**Reading passage**
- - - - - - -

Yeah, a point well made to be very clear about that distinction.
“Run down” does not correctly convey what is going on, and is actually confusing. Even “wear out” is poor. Perhaps “degrade”.
OK, but I think this essentially restates the question. Why do the atoms in a permanent magnet stay lined up? Why don’t they drift into more random, non-magnetic orientations?
Yes, of course. Over a long enough time, the cushion of my chair may flatten out and split, and the wooden legs may crumble. If I want to preserve it longer, I will have to expend energy to do so. Why is a magnet different?
Is it just a question of the time horizon involved?
OK, I hold the magnet close to the fridge, but not touching it. then I let it go, it will pull itself to the surface of the fridge and stick there. If I detach the handle, hold it close to the fridge, and let it go it will fall to the floor.
see the distinction which is difficult for some to understand?
I would say “disorganized” is probably the best term. All the magnetism is still there but it’s no longer neatly arranged.

- - - - - - -

**Written exercise**
Reprint the forum thread about permanent magnets in full, word for word.

(Records from a data collection)
- - - - - - -

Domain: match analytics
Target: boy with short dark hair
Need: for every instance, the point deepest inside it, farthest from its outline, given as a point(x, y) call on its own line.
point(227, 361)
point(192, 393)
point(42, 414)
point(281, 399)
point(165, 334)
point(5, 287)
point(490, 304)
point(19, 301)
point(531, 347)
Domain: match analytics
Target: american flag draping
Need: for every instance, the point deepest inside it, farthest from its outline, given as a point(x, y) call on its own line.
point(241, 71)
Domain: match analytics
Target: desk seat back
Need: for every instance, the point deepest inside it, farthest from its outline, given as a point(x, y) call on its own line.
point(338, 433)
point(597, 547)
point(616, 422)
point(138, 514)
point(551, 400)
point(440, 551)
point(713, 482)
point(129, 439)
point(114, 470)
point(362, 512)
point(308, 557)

- - - - - - -

**Full solution**
Yeah, a point well made to be very clear about that distinction.
“Run down” does not correctly convey what is going on, and is actually confusing. Even “wear out” is poor. Perhaps “degrade”.
OK, but I think this essentially restates the question. Why do the atoms in a permanent magnet stay lined up? Why don’t they drift into more random, non-magnetic orientations?
Yes, of course. Over a long enough time, the cushion of my chair may flatten out and split, and the wooden legs may crumble. If I want to preserve it longer, I will have to expend energy to do so. Why is a magnet different?
Is it just a question of the time horizon involved?
OK, I hold the magnet close to the fridge, but not touching it. then I let it go, it will pull itself to the surface of the fridge and stick there. If I detach the handle, hold it close to the fridge, and let it go it will fall to the floor.
see the distinction which is difficult for some to understand?
I would say “disorganized” is probably the best term. All the magnetism is still there but it’s no longer neatly arranged.